__TEXTO EXTRAÍDO__:

-.-.-

A acadêmica morou com o agressor por oito meses, período em que, mesmo ciente da violência, não conseguia se desvencilhar do ciclo abusivo. "Por mais que você não queira mais, ele vai atrás. Não aceita o término de jeito nenhum." A situação escalou para perseguição e humilhação pública, incluindo difamação no trabalho.
O Núcleo Thays Machado representou um divisor de águas em sua vida, conforme suas palavras. "Aqui as meninas me ajudaram, me orientaram sobre quais passos eu tinha que seguir, não fazer mais a mesma rota para o trabalho e para casa, porque ele já sabia. Me orientaram sobre o horário de chegar no serviço e na faculdade para ele não me perseguir nem me encontrar."
Além do suporte psicológico, a estagiária recebeu auxílio jurídico. O processo que ela iniciou, com a orientação do Núcleo, levou à prisão do agressor e ao uso de tornozeleira eletrônica. Além disso, ela foi assistida pela patrulha de segurança, que a acompanhava quando sentia que estava sendo seguida. "Me auxiliaram bastante nessa perseguição que eu sofria."
A transformação da mulher é visível e profunda. Hoje, irradia autoconfiança e amor-próprio. "Aqui me fez ter autoconfiança, me fez ter amor próprio, a querer me arrumar mais, a querer ficar bonita. Eu acho que sem o espaço Thays Machado, eu estaria ainda naquele relacionamento abusivo, eu não teria saído, porque eu não teria forças para virar a página”, afirmou, dizendo que o Núcleo a ajudou a enfrentar o processo judicial e o julgamento social, que muitas vezes desestimulam as vítimas.
Outra mulher atendida pelo Núcleo foi a servidora que compartilhou uma experiência igualmente transformadora. Ela conheceu o serviço por meio de uma palestra do próprio Núcleo. Ela contou que já havia percebido que estava num relacionamento abusivo e ouvindo as juízas falando sobre o Núcleo decidiu procurar ajuda. “A palestra me impulsionou. Percebi que teria apoio. Eu ficava com muito medo, não falava pra ninguém, eu me sentia sozinha de relatar isso e ficava com medo de ele fazer alguma coisa comigo ou com meu filho, sem eu ter apoio. O Núcleo foi fundamental para eu conseguir sair desse relacionamento abusivo. Cheguei aqui muito triste, debilitada, com muito medo.

-.-.-

Pode dar sequência ao texto sobre o apoio do Núcleo Thays Machado às mulheres a partir do ponto em que ele para? A listagem não tem nenhum papel aqui.

__EXTRATO DE DADOS__:

-.-.-

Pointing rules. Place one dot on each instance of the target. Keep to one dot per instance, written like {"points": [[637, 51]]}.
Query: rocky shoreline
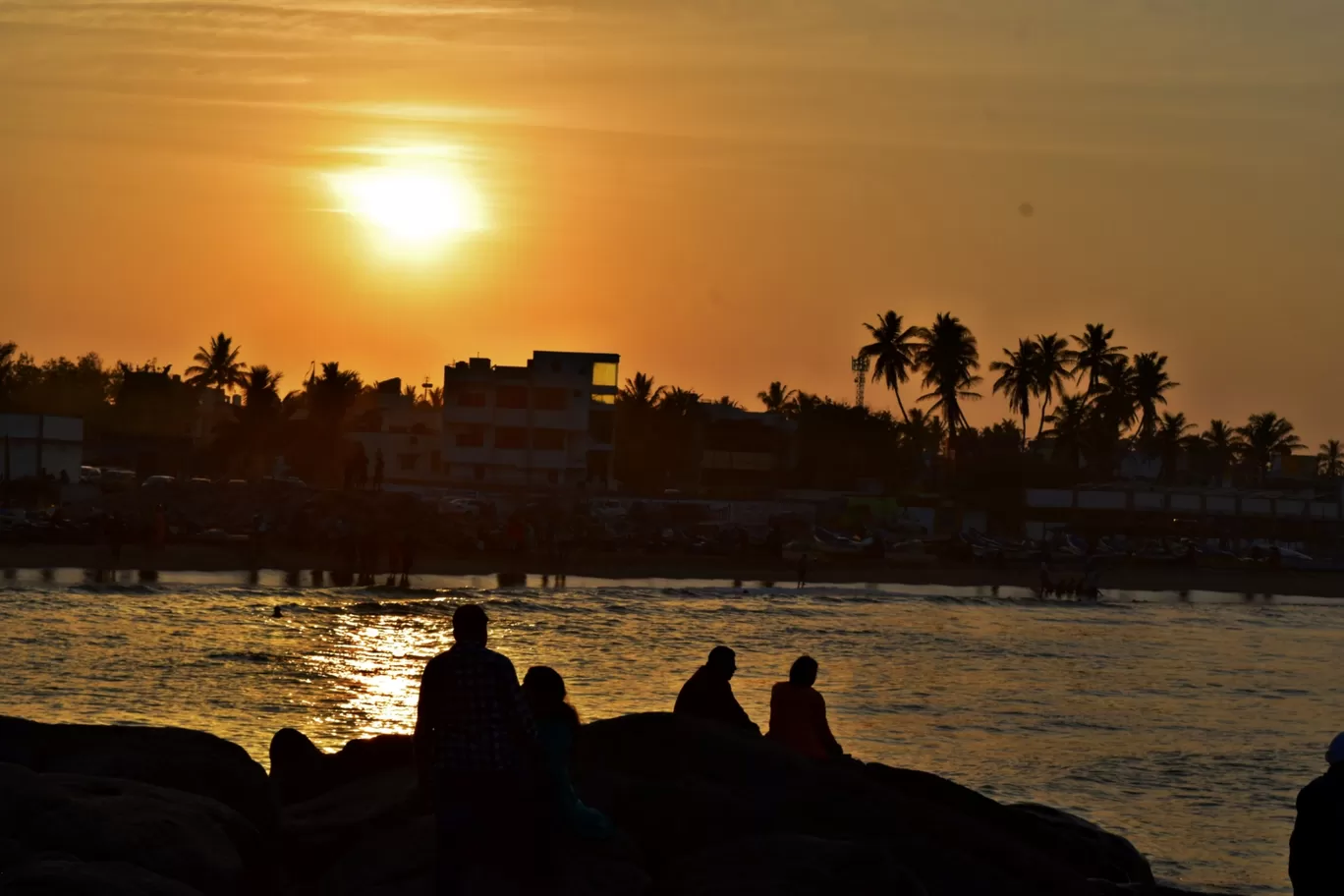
{"points": [[183, 558], [114, 811]]}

-.-.-

__RESULTADO DA TAREFA__:
Ela contou que chegou ao Núcleo "muito triste, debilitada, com medo, muito medo". . O acolhimento no Núcleo foi imediato e ela sentiu que, realmente, poderia sair do ciclo de violência. “Foram 12 anos de relacionamento, mas nos últimos quatro anos fui percebendo que o jeito como ele falava comigo, a obsessão que ele tinha comigo, a questão de reclamar da minha roupa aonde eu ia, com quem que eu estava saindo. Eu fui percebendo que não estava feliz e que me sentia acuada, que eu não estava num relacionamento normal, mas num relacionamento abusivo de muita pressão psicológica, emocional, patrimonial e agressão física”, contou.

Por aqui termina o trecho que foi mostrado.